[Start of GIVEN DATA]

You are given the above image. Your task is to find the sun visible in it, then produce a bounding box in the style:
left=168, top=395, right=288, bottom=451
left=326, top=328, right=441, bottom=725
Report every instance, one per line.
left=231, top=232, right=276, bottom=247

[End of GIVEN DATA]

◆ GIVEN INSTRUCTION ◆
Reproduce the records above word for word, line by line, without changing anything.

◆ EXPECTED OUTPUT ◆
You are given the above image. Your task is to find the sun visible in it, then produce a bounding box in the style:
left=168, top=395, right=288, bottom=451
left=326, top=328, right=441, bottom=725
Report every instance, one per line.
left=231, top=232, right=276, bottom=247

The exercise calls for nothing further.